A l'occasion des arrestations opérées par la police belge fin novembre 2008 suite aux mandats d'arrêts internationaux décernés par le Royaume du Maroc dans le cadre du procès du "réseau Belliraj", la presse a reproduit, sans les mettre en exergue ni les commenter sur le fond, les propos de la porte-parole du Parquet fédéral belge, Lieve Pellens, concernant les suspects binationaux "extradables" vers le Maroc.

:: Consigne écrite 1 ::
Réécrivez le passage de l'extrait fourni qui commence à « A l'occasion des » et se termine à « vers le Maroc. », en y mettant « début décembre 2008 » à la place de « fin novembre 2008 ».
:: Consigne écrite 2 ::
Relevez, sans répétition, tous les mots de l'extrait fourni qui commencent par une majuscule.
:: Consigne écrite 3 ::
Poursuivez le texte sur les arrestations liées au réseau Belliraj à partir de sa dernière phrase.
Les enregistrements n'ont aucun rôle dans ce travail.

:: Lignes enregistrées ::
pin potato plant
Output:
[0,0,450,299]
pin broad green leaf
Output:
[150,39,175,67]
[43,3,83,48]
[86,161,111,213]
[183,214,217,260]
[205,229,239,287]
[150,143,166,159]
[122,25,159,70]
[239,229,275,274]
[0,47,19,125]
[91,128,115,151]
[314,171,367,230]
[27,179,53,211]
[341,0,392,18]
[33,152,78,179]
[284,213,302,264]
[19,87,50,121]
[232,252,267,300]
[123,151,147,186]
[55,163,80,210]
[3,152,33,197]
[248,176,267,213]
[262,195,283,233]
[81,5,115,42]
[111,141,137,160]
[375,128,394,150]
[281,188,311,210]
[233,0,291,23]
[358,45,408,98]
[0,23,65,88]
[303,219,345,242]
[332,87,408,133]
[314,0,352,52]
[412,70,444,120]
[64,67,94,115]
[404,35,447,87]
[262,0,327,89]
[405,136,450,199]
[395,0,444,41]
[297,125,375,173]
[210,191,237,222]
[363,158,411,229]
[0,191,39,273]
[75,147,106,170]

:: Réponse 1 ::
A l'occasion des arrestations opérées par la police belge début décembre 2008 suite aux mandats d'arrêts internationaux décernés par le Royaume du Maroc dans le cadre du procès du "réseau Belliraj", la presse a reproduit, sans les mettre en exergue ni les commenter sur le fond, les propos de la porte-parole du Parquet fédéral belge, Lieve Pellens, concernant les suspects binationaux "extradables" vers le Maroc.

:: Réponse 2 ::
A, Royaume, Maroc, Belliraj, Parquet, Lieve, Pellens

:: Réponse 3 ::
Il y a pourtant matière à réflexion et à commentaires, puisqu'il s'agit là de l'application d'une Convention belgo-marocaine sur l'extradition signée en 1997 et promulguée par le Sénat et la Chambre belges en... 2005 sans que son quatrième article ("Les Parties contractantes n'extraderont pas leurs ressortissants respectifs. La qualité de ressortissant s'appréciera à l'époque de l'infraction pour laquelle l'extradition est requise.") suscite (jusqu'à preuve du contraire) la moindre réserve de la part des parlementaires parmi lesquels, à l'époque, plusieurs élus eux-mêmes binationaux belgo-marocains, soit trois députés fédéraux, Mohamed Boukourna (PS), Talbia Belhouari (PS) et Nahima Lanjri (CD&V), et six sénatrices Mimount Bousakla (SP.A), Sfia Bouarfa (PS), Amina Derbaki Sbai (PS), Olga Zrihen (PS), Jihane Annane (MR) et Fauzaya Talhaoui (Spirit).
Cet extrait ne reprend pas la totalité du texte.